- **Given data**
++++++++++

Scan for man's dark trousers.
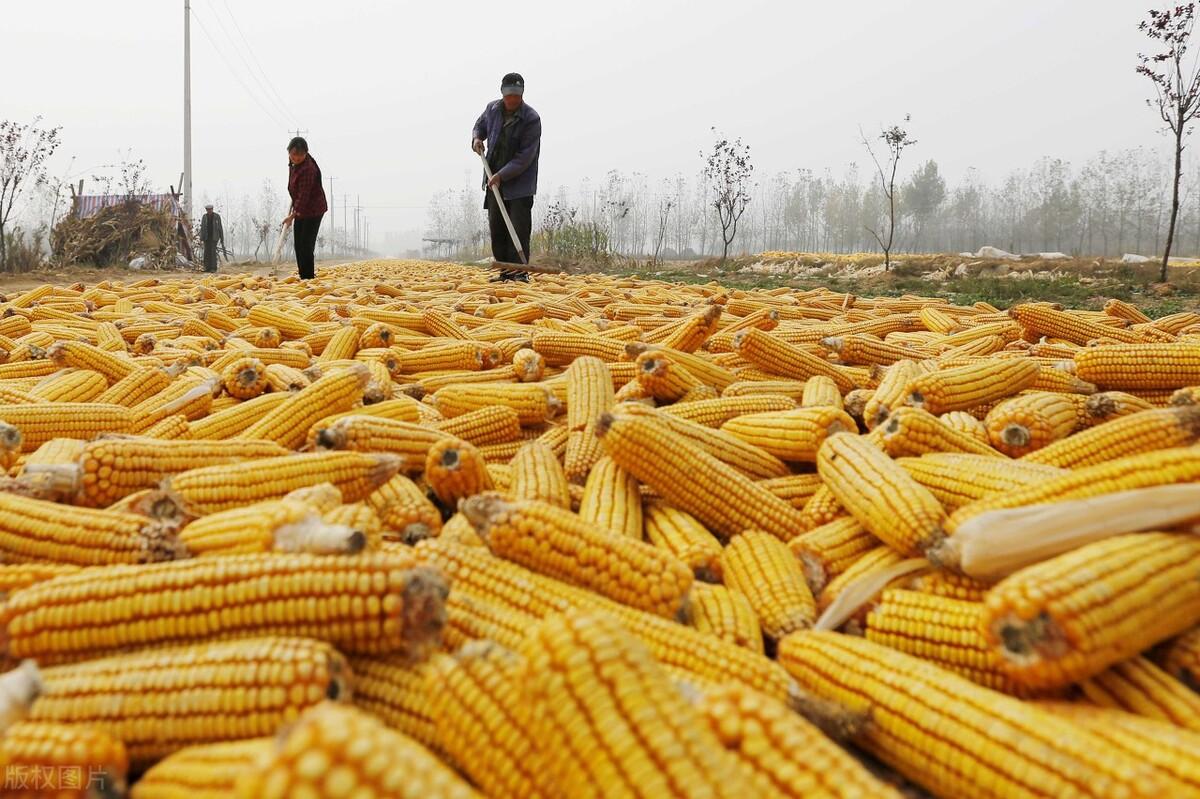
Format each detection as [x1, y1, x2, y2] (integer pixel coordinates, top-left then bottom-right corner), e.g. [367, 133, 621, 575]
[487, 194, 533, 278]
[293, 215, 322, 280]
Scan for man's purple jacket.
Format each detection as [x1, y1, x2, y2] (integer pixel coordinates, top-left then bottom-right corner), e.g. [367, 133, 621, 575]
[472, 99, 541, 202]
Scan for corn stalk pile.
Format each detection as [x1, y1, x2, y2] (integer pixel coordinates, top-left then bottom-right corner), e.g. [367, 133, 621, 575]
[50, 201, 182, 268]
[0, 259, 1193, 798]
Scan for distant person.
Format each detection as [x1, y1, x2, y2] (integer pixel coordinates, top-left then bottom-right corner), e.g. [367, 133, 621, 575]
[283, 136, 327, 280]
[471, 72, 541, 282]
[198, 203, 224, 273]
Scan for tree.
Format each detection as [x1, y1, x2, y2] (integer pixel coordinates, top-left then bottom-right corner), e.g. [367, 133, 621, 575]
[702, 129, 754, 264]
[1138, 4, 1200, 282]
[651, 180, 676, 264]
[0, 117, 61, 272]
[903, 159, 946, 250]
[860, 116, 916, 270]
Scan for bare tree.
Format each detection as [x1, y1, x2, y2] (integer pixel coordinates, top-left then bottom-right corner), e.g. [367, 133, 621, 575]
[702, 129, 754, 264]
[0, 117, 61, 272]
[860, 116, 916, 270]
[651, 180, 675, 264]
[1138, 4, 1200, 281]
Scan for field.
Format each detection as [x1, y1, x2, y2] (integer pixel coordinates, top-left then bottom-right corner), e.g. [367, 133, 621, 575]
[0, 258, 1197, 798]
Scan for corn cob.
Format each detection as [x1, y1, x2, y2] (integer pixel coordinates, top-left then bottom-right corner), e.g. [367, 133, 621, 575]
[233, 701, 479, 799]
[1104, 298, 1154, 324]
[822, 333, 926, 366]
[358, 321, 395, 349]
[178, 497, 366, 555]
[140, 413, 191, 440]
[313, 415, 448, 468]
[625, 343, 739, 391]
[577, 455, 643, 538]
[815, 546, 906, 617]
[245, 304, 313, 339]
[597, 410, 809, 541]
[432, 404, 521, 446]
[905, 357, 1040, 414]
[46, 341, 138, 382]
[903, 568, 992, 602]
[756, 473, 823, 510]
[561, 356, 614, 481]
[722, 531, 816, 640]
[0, 720, 129, 798]
[863, 588, 1037, 696]
[0, 403, 133, 452]
[799, 373, 844, 408]
[653, 304, 722, 351]
[509, 440, 570, 508]
[734, 328, 858, 392]
[239, 364, 369, 448]
[778, 631, 1162, 799]
[1080, 655, 1200, 730]
[424, 437, 493, 507]
[896, 453, 1063, 510]
[981, 532, 1200, 690]
[186, 392, 290, 440]
[1036, 702, 1200, 796]
[463, 494, 692, 617]
[131, 738, 274, 799]
[659, 394, 796, 428]
[1021, 405, 1200, 468]
[69, 437, 291, 507]
[982, 391, 1079, 456]
[260, 362, 309, 392]
[509, 346, 545, 383]
[720, 405, 857, 462]
[346, 655, 439, 747]
[1075, 342, 1200, 389]
[165, 451, 399, 515]
[518, 610, 757, 798]
[947, 447, 1200, 532]
[938, 409, 990, 445]
[694, 682, 903, 799]
[28, 636, 349, 767]
[641, 500, 722, 581]
[303, 397, 423, 446]
[425, 642, 553, 798]
[800, 483, 845, 528]
[863, 359, 926, 429]
[722, 378, 808, 398]
[817, 432, 946, 557]
[685, 582, 763, 651]
[1160, 626, 1200, 691]
[366, 473, 442, 543]
[219, 356, 266, 400]
[28, 369, 108, 403]
[879, 405, 1003, 458]
[530, 331, 627, 365]
[616, 401, 790, 478]
[208, 347, 309, 372]
[2, 550, 447, 663]
[433, 382, 557, 425]
[1010, 303, 1143, 345]
[789, 516, 878, 593]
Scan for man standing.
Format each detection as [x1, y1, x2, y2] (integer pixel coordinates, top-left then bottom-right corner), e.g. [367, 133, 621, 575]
[198, 203, 224, 273]
[472, 72, 541, 281]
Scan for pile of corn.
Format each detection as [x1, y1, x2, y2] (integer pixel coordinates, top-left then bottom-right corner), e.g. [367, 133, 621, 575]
[0, 259, 1197, 798]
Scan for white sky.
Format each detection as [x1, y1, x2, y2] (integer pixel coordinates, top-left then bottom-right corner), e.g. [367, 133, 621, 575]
[0, 0, 1166, 251]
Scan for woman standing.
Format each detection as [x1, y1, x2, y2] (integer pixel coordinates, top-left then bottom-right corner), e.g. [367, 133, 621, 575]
[283, 136, 328, 280]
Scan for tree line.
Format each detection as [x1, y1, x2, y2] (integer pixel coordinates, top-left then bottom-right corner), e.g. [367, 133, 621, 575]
[423, 144, 1192, 263]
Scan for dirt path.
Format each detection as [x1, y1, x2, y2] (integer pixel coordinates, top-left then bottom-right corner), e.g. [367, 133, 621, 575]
[0, 259, 350, 292]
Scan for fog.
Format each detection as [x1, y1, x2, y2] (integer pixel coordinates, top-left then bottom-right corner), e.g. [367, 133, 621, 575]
[0, 0, 1165, 254]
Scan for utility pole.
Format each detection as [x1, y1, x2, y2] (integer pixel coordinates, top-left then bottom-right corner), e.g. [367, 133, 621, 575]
[328, 177, 335, 255]
[343, 195, 348, 248]
[183, 0, 193, 217]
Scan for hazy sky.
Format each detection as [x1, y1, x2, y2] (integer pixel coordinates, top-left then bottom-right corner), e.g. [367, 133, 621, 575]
[1, 0, 1168, 251]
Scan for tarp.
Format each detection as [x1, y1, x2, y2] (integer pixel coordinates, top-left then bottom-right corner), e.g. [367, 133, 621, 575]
[73, 194, 181, 219]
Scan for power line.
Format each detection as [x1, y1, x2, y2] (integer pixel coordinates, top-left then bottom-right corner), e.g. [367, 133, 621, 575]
[218, 0, 298, 126]
[210, 0, 298, 128]
[190, 6, 289, 131]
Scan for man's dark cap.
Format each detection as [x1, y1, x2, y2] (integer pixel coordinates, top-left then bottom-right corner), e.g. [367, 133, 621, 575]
[501, 73, 525, 96]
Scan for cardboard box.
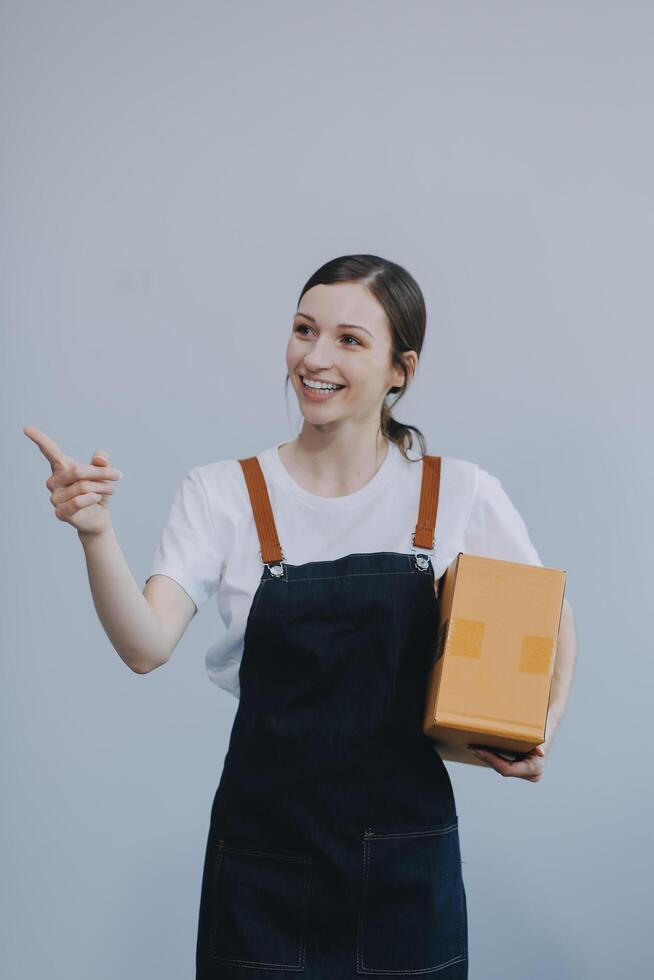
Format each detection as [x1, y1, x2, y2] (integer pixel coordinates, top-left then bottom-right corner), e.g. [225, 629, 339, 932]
[423, 553, 566, 767]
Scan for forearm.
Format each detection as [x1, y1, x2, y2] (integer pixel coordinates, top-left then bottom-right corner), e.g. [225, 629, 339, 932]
[79, 523, 168, 673]
[544, 600, 578, 747]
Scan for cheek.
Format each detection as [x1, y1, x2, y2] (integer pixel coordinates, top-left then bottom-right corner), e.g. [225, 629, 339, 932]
[286, 338, 299, 365]
[346, 361, 379, 388]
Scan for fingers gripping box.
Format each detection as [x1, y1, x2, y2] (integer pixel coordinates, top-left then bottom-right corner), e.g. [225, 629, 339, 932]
[423, 553, 567, 767]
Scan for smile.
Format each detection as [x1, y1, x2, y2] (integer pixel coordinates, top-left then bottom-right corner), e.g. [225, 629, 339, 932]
[300, 375, 346, 399]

++++++++++

- **Assignment**
Only the lines from the start of the material through the line containing "Scan for corn cob." should be transcribed. Pictures stay out.

- **Result of this exercise**
Scan for man's dark trousers.
Format each detection as [x1, y1, x2, y2] (integer pixel coordinates, top-left then bottom-right corner), e.g. [367, 133, 621, 575]
[487, 194, 533, 278]
[293, 215, 322, 280]
Scan for man's purple jacket.
Format each detection as [x1, y1, x2, y2] (integer pixel coordinates, top-left then bottom-right corner), e.g. [367, 133, 621, 575]
[472, 99, 541, 202]
Scan for corn stalk pile.
Format each detection as [x1, y1, x2, y2] (integer pixel coordinates, top-left then bottom-right corner), e.g. [367, 133, 621, 575]
[50, 201, 182, 268]
[0, 259, 1193, 798]
Scan for distant person.
Format each detection as [x1, y1, x2, y2] (integer pixel coordinates, top-left then bottom-right corner), e.g. [367, 133, 621, 575]
[283, 136, 327, 280]
[471, 72, 541, 282]
[198, 203, 224, 273]
Scan for tree.
Format each detection as [x1, y1, x2, y2] (integer pixel coordinates, top-left then bottom-right corner), e.g. [367, 133, 621, 575]
[702, 129, 754, 264]
[1138, 4, 1200, 282]
[651, 180, 676, 264]
[0, 117, 61, 272]
[903, 159, 946, 250]
[860, 116, 916, 270]
Scan for bare tree.
Format each detection as [x1, y1, x2, y2] (integer pixel coordinates, top-left then bottom-right corner), e.g. [367, 133, 621, 575]
[702, 129, 754, 264]
[0, 117, 61, 272]
[860, 116, 916, 270]
[651, 180, 675, 264]
[1138, 4, 1200, 281]
Scan for field.
Format each detection as [x1, y1, x2, y2] (integer pixel coordinates, top-left then bottom-right corner), e.g. [367, 133, 621, 575]
[0, 258, 1197, 798]
Scan for corn cob.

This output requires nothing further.